**Your instructions:** All that is wanted is the lines from the first line of the listing below through the line containing "positive clicks: (639, 591) (718, 404)", written out exactly with pictures left out.

**Supplied data:**
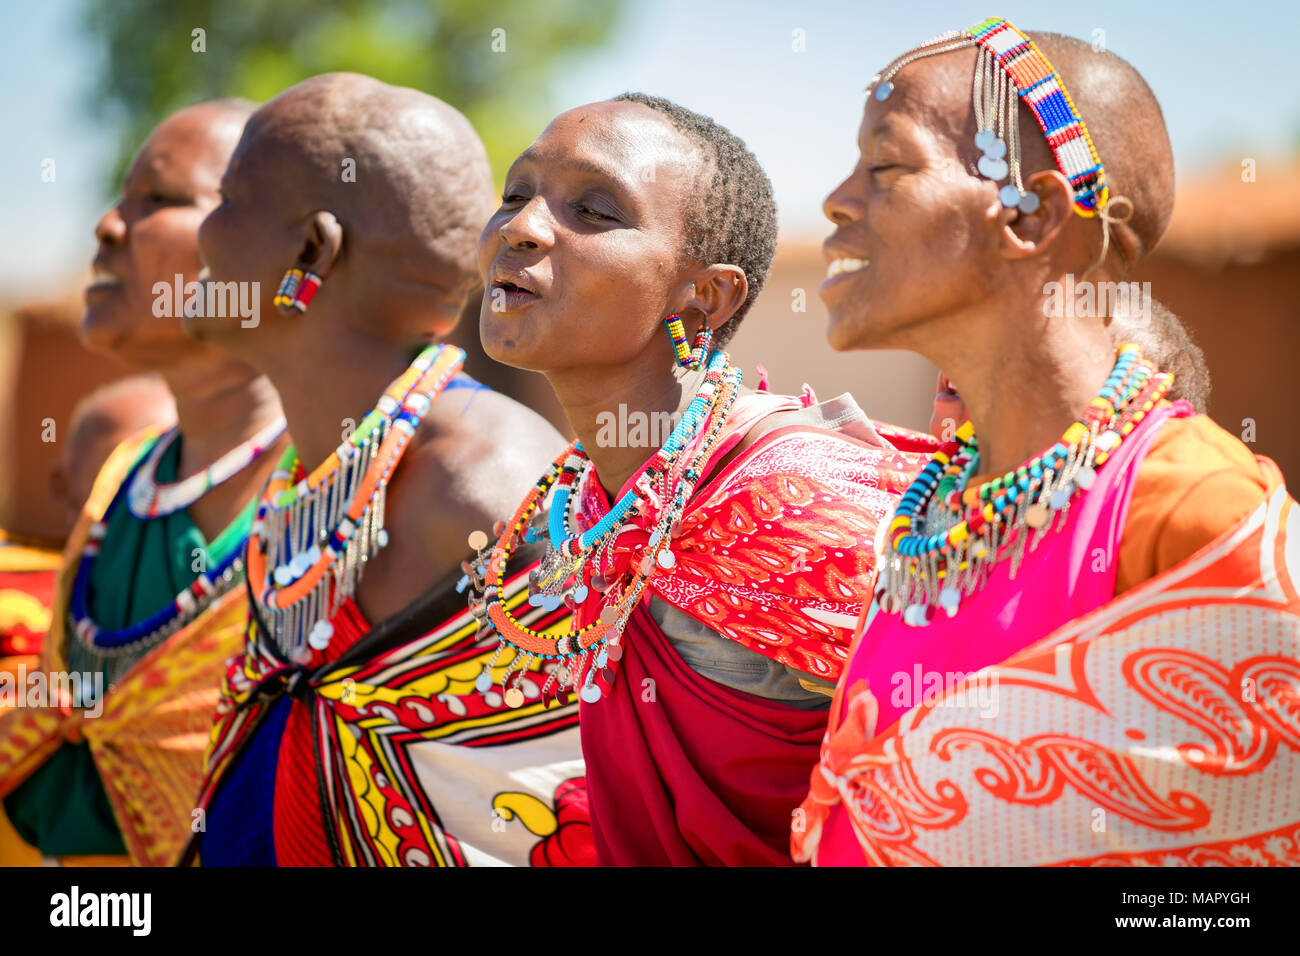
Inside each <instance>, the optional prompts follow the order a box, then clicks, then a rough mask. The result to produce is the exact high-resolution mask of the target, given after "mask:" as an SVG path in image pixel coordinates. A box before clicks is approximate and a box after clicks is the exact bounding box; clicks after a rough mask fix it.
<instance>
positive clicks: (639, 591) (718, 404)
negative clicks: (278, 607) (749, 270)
mask: <svg viewBox="0 0 1300 956" xmlns="http://www.w3.org/2000/svg"><path fill="white" fill-rule="evenodd" d="M741 377H742V376H741V372H740V369H738V368H736V367H733V365H732V364H731V362H729V360H728V358H727V354H725V352H722V351H718V352H714V354H712V355H710V360H708V363H707V367H706V372H705V378H703V382H702V385H701V388H699V392H698V393H697V394H695V397H694V398H693V399H692V402H690V405H689V406H688V407H686V411H685V412H684V414H682V418H681V421H679V423H677V428H675V429H673V432H672V434H671V436H669V437H668V441H667V442H664V446H663V447H662V449H659V451H656V453H655V454H654V457H653V458H651V459H650V463H649V464H647V466H646V468H645V471H643V472H642V473H641V476H640V477H638V479H637V481H636V483H634V485H633V488H632V489H630V490H629V492H628V493H627V494H624V496H623V498H620V499H619V502H617V503H616V505H615V506H614V507H612V509H611V510H610V512H608V514H607V515H606V516H604V518H603V519H601V520H599V522H598V523H597V524H595V525H593V527H591V528H589V529H586V531H584V532H580V533H572V531H571V520H569V515H568V506H569V497H571V493H572V492H573V489H575V486H576V485H577V484H578V476H580V475H581V473H585V475H586V477H590V475H591V472H590V462H589V459H588V458H586V453H585V451H582V446H581V445H580V444H578V442H573V444H572V445H571V446H569V447H567V449H565V450H564V451H563V453H562V454H560V455H559V457H558V458H556V459H555V460H554V462H552V463H551V467H550V468H549V470H547V471H546V473H545V475H542V477H541V479H538V481H537V484H536V485H534V486H533V489H532V490H530V492H529V493H528V497H525V498H524V501H523V503H521V505H520V506H519V509H517V510H516V511H515V515H513V516H512V518H511V520H510V523H508V524H507V523H502V524H498V528H497V533H498V536H499V537H498V541H497V544H495V546H494V548H493V550H491V554H490V555H489V557H486V558H485V557H484V555H482V554H481V553H480V555H478V559H477V562H467V563H465V564H464V566H463V567H464V570H465V572H467V576H465V579H463V580H461V587H464V585H465V584H467V583H471V581H472V583H473V587H474V594H473V596H472V597H471V600H469V607H471V610H472V611H473V614H474V618H476V619H477V620H478V622H480V624H478V626H480V633H481V635H482V633H493V632H494V633H495V635H497V636H498V645H497V650H495V653H494V654H493V656H491V659H490V661H489V662H487V665H486V666H485V667H484V670H482V672H481V674H480V675H478V678H477V682H476V687H477V689H478V691H480V693H485V695H486V693H487V692H489V691H491V688H493V684H494V683H499V684H500V688H502V691H503V697H504V700H506V704H507V705H508V706H511V708H517V706H521V705H523V704H524V701H525V695H524V691H523V689H521V687H520V682H521V680H523V675H524V672H525V671H526V670H528V669H529V665H530V663H532V661H533V659H534V658H541V659H556V661H560V662H562V663H560V666H558V667H555V669H552V670H551V672H550V676H549V678H547V680H546V683H545V685H543V687H542V698H543V700H546V705H547V706H551V705H554V704H564V702H565V701H567V691H568V688H572V689H573V691H577V693H578V696H580V697H581V698H582V700H584V701H586V702H588V704H594V702H597V701H598V700H601V697H602V696H603V692H602V689H601V685H599V684H598V683H595V678H597V674H599V675H601V676H602V678H603V679H604V682H606V684H612V683H614V678H615V675H614V670H612V669H611V667H610V663H612V662H617V661H619V659H620V658H621V657H623V645H621V639H623V631H624V628H625V627H627V622H628V618H629V617H630V615H632V611H633V610H634V609H636V606H637V602H638V601H640V600H641V596H642V593H643V592H645V588H646V584H647V581H649V580H650V578H651V576H653V575H655V574H660V572H668V571H671V570H672V568H673V567H675V566H676V563H677V561H676V555H675V554H673V551H672V540H673V537H676V536H677V535H679V533H680V531H681V515H682V512H684V511H685V507H686V502H688V501H690V496H692V494H693V493H694V489H695V485H697V484H698V481H699V479H701V468H702V467H703V466H705V464H706V463H707V462H708V459H710V457H711V455H712V454H714V451H715V450H716V447H718V442H719V441H720V437H722V429H723V425H724V424H725V421H727V416H728V414H729V412H731V407H732V405H733V402H735V401H736V397H737V394H738V390H740V384H741ZM701 432H703V434H702V436H701ZM701 438H702V440H701ZM697 440H699V441H698V445H697V450H695V453H694V454H693V455H692V457H690V460H689V463H686V464H685V466H684V467H682V463H681V460H680V459H681V457H682V451H684V450H685V449H686V447H690V446H692V445H695V444H697ZM552 489H554V497H552V499H551V506H550V515H549V518H547V519H546V522H545V527H543V525H542V524H541V522H538V523H537V524H533V522H534V516H537V512H538V507H539V506H541V505H542V502H543V501H545V499H546V497H547V494H549V493H550V492H551V490H552ZM647 507H658V509H659V514H658V519H656V520H655V524H654V528H653V529H651V532H650V537H649V541H647V542H646V546H645V549H643V550H642V553H641V555H640V561H634V562H633V567H634V568H636V570H634V571H633V574H632V575H630V576H625V580H617V581H606V580H604V578H603V576H602V575H601V574H599V571H597V570H593V566H595V567H601V566H602V563H601V559H599V558H601V554H602V551H603V549H604V548H607V546H608V545H610V544H612V541H614V540H615V538H616V537H617V536H619V533H620V531H621V529H623V528H624V527H627V522H629V520H630V519H632V518H636V516H638V515H640V514H642V510H643V509H647ZM543 533H546V536H547V537H549V540H550V548H549V550H547V554H546V557H545V558H542V562H541V564H539V567H538V570H537V571H534V572H533V575H530V578H529V602H530V604H533V605H534V606H541V607H545V609H547V610H555V609H556V607H559V605H560V604H562V602H563V604H565V605H568V606H569V607H576V606H577V605H580V604H582V602H584V601H586V598H588V594H589V592H590V589H591V588H595V589H597V591H599V592H602V594H603V597H604V601H603V607H602V610H601V613H599V615H598V617H597V619H595V620H594V622H591V623H589V624H586V626H585V627H582V628H580V630H578V631H571V632H568V633H565V635H560V636H558V637H556V636H554V635H550V633H539V632H537V631H533V630H532V628H529V627H526V626H524V624H521V623H520V622H519V620H517V619H516V618H515V617H513V615H512V614H511V613H510V611H508V610H507V609H506V606H504V605H503V604H502V601H500V588H502V580H503V576H504V572H506V563H507V561H508V559H510V555H511V554H512V553H513V551H515V550H516V549H517V548H519V545H520V544H521V542H524V541H536V540H539V538H541V537H542V535H543ZM482 544H485V541H482V540H480V541H474V538H473V536H471V546H472V548H473V546H476V545H478V546H481V545H482ZM593 557H597V561H594V562H593V561H590V558H593ZM507 648H510V649H511V650H512V652H513V653H512V656H511V658H510V661H508V662H507V665H506V667H504V672H503V674H502V676H500V679H499V682H498V680H494V678H493V669H494V667H497V662H498V659H500V657H502V654H503V653H504V652H506V649H507ZM549 696H550V700H547V697H549Z"/></svg>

**Answer space:**
Inside each <instance>, the optional prompts follow the order a box, then clicks, then a rough mask. The result to produce is the exact high-resolution mask of the target, given after "mask:" as an SVG path in image pixel coordinates. A box before clicks is approximate and a box after clicks is the exact bounding box; clicks after a rough mask fix it.
<instance>
positive clicks: (639, 591) (718, 404)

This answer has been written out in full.